Written task a →
In the forum thread, what does thatdude222 say will hurt the applicant's chances?

Text segment →
Do I realistically have a chance anywhere? Forum
-
- Posts: 4
- Joined: Tue May 14, 2013 4:54 pm
Do I realistically have a chance anywhere?
Onto my question ..... 1). With law school applications down this year and given that I want to apply Fall 2013 cycle, and have a 173 LSAT/2.4 UGPA....Is it possible that a top 25, or top 50 school will take the gpa hit and accept me? 2). I have read posts on here before about others with excessive course withdrawals inquiring if they can still gain admission, and a professor told me that if you have as little as 3 or 4 withdrawals on transcript grad schools wont even look at you, and obviously I have WAAAY more, since many semesters I started off enrolling in 5 courses and only finishing two. How much will the withdrawals effect me? Can I ever get in anywhere, despite the withdrawals, the low gpa of 2.4 and the 173 LSAT. Any help would be most appreciated............
Last edited by lawschoolcycle2013 on Tue May 14, 2013 5:35 pm, edited 1 time in total.
- thatdude222
- Posts: 55
- Joined: Thu Oct 22, 2009 11:23 am
Re: Do I realistically have a chance anywhere?
Do you happen to be an underrepresented minority?
-
- Posts: 4
- Joined: Tue May 14, 2013 4:54 pm
Re: Do I realistically have a chance anywhere?
Unfortunately I am not an underrepresented minority, just a non-traditional applicant, which I dont suspect will help in the least.
- WokeUpInACar
- Posts: 5542
- Joined: Tue Nov 01, 2011 11:11 pm
Re: Do I realistically have a chance anywhere?
I'm not sure why you felt the need to alt and make another thread about this.
- thatdude222
- Posts: 55
- Joined: Thu Oct 22, 2009 11:23 am
Re: Do I realistically have a chance anywhere?
Your question: Do I realistically have a chance anywhere?
My answer: Yes.
I am also an older applicant, 170+ LSAT, sub-3.0 GPA. My transcript is ugly as well... several course drops, several retakes, several major changes. With your LSAT you ARE going to have a chance at admission, though it may not be where you want and it may not be at a school that is going to give you the best career options upon graduation. But yes, you do have a chance somewhere. The GPA is going to be what hurts you, not the course drops and retakes.
Do you at least have an upward trend in your grades in the latter half of undergrad? Work experience during undergrad?

Supplied material →
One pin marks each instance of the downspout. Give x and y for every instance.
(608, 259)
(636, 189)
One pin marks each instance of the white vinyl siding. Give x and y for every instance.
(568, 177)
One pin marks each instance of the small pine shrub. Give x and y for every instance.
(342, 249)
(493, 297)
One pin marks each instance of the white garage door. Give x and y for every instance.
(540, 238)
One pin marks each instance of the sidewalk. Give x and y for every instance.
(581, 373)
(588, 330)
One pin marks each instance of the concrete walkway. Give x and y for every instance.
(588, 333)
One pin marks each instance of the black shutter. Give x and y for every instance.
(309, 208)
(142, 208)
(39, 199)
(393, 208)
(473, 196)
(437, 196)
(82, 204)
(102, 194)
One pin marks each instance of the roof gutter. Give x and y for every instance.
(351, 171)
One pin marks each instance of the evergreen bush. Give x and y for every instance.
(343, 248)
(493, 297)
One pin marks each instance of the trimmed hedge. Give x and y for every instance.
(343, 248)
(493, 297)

==

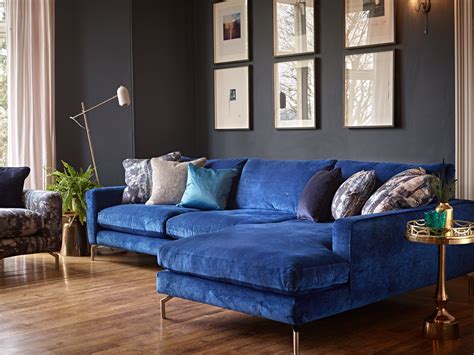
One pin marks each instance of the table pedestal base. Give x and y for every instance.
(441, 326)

Written task b →
Collect every line of the listing that contains the word "white".

Final result a →
The GPA will hurt the applicant, not the course drops and retakes.

Final result b →
One pin marks each instance of the white vinyl siding. Give x and y for every instance.
One pin marks each instance of the white garage door. Give x and y for every instance.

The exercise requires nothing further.